* EXERCISE DESCRIPTION *
Convert the records below into a JSON list of strings with one string for each line, skipping blank lines. Leave the pictures out.
■ ■ ■ ■
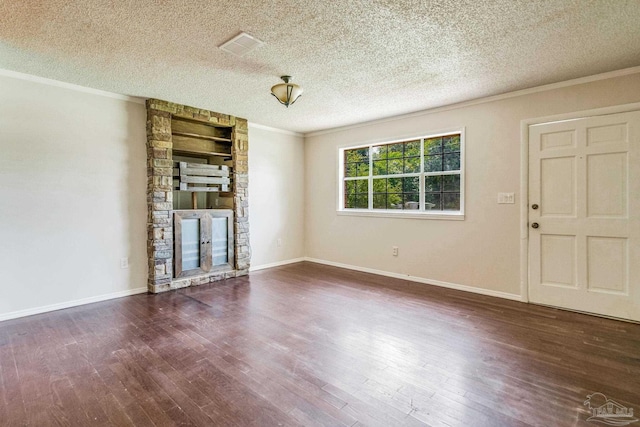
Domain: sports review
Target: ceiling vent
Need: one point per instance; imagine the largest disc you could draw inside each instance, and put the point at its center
(241, 44)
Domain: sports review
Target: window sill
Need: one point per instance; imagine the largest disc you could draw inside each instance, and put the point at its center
(454, 216)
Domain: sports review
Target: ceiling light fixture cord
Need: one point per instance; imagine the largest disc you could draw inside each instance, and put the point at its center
(286, 93)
■ ■ ■ ■
* ANSWER *
[
  "Domain: sports review",
  "Target: ceiling vent",
  "Need: one point per instance; imagine the largest disc you could draw inside each instance, and put the point at its center",
  "(241, 44)",
  "Domain: sports review",
  "Target: window sill",
  "Need: one point per instance; imagine the largest disc you could draw inside each instance, and put the point at its center",
  "(454, 216)",
  "Domain: sports review",
  "Target: ceiling light fixture cord",
  "Need: one point per instance; imagine the largest disc you could draw inside each instance, and put the point at its center",
  "(286, 93)"
]